Yapılacak İş → Aşağıdaki toplumsal şiddet yazısında "Kadın cinayetleri dersen" sözleriyle başlayıp "büyük soru bu." ile biten kısmı hiç değiştirmeden yazın.

Çıkarılan Metin →
—————

Öyle kıyaslama olmaz

Sanki toplumsal cinnete doğru sürükleniyoruz. Bilemediğimiz bir sosyal güç bizi kendine doğru çekiyor gibi. Adamlar, adı üstünde “güvenlik yasası” çıkardıklarını söylüyorlar, ortam o kadar güvensiz ki aritmetik çoğunluk, neredeyse sayıca az olanı bir kaşık suda boğacak...
Kadın cinayetleri dersen bir başka trajedi.
Kartopu yüzünden bile insanlar öldürülüyor...
Tahammül yok... Hoşgörü kayıp...
Bize ne oluyor?
Yüksek sesle sormamız gereken ve nedenini bilimsel yöntemlerle araştırıp sonucunu anlamamız gereken büyük soru bu. 
Bize ne oluyor?
Kadına yönelik şiddet ile siyasal şiddetin mantığına bakın. İkisi de aynı: İnsanlar, güç kullanarak ötekileri baskılamak ve kendi dediklerini, kendi dışındakilere kabul ettirmek istiyor. Hem kitleler, hem toplum ve yer yer de bireyler kendi dışındakilerin isteklerini tartışmasız kabule zorlanıyor.

—————

Gösterilen Malzeme →

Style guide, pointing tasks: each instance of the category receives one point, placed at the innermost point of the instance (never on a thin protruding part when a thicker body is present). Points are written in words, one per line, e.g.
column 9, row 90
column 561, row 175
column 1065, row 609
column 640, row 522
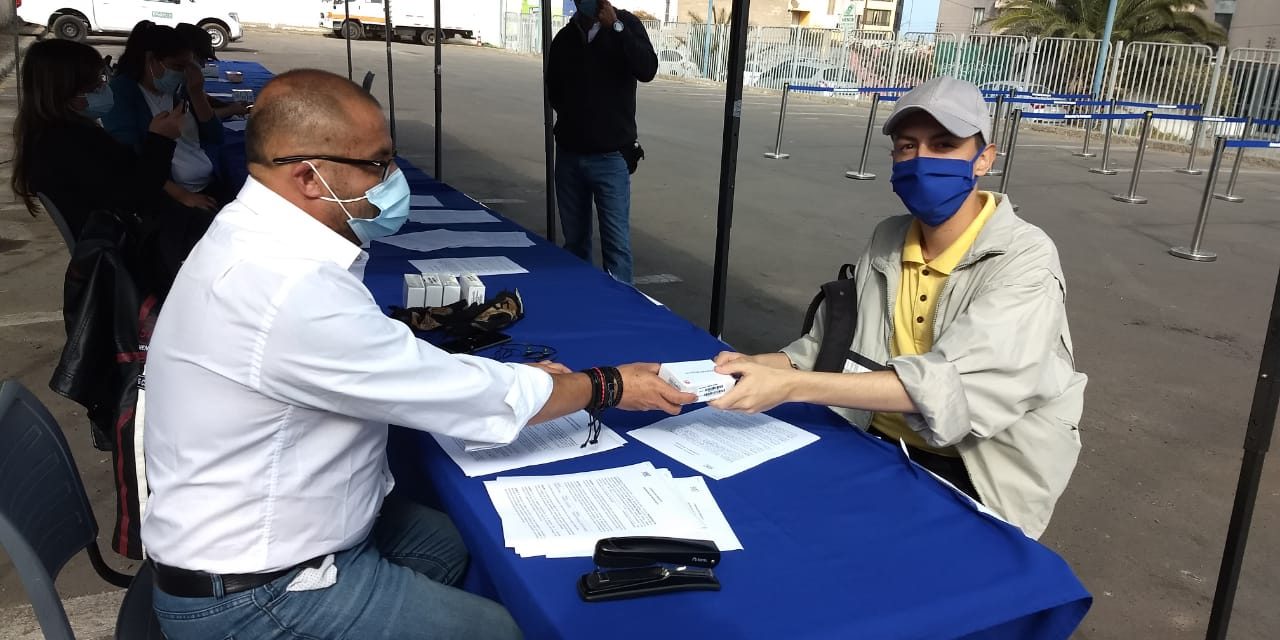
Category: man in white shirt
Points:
column 273, row 376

—————

İşin Cevabı →
Kadın cinayetleri dersen bir başka trajedi.
Kartopu yüzünden bile insanlar öldürülüyor...
Tahammül yok... Hoşgörü kayıp...
Bize ne oluyor?
Yüksek sesle sormamız gereken ve nedenini bilimsel yöntemlerle araştırıp sonucunu anlamamız gereken büyük soru bu.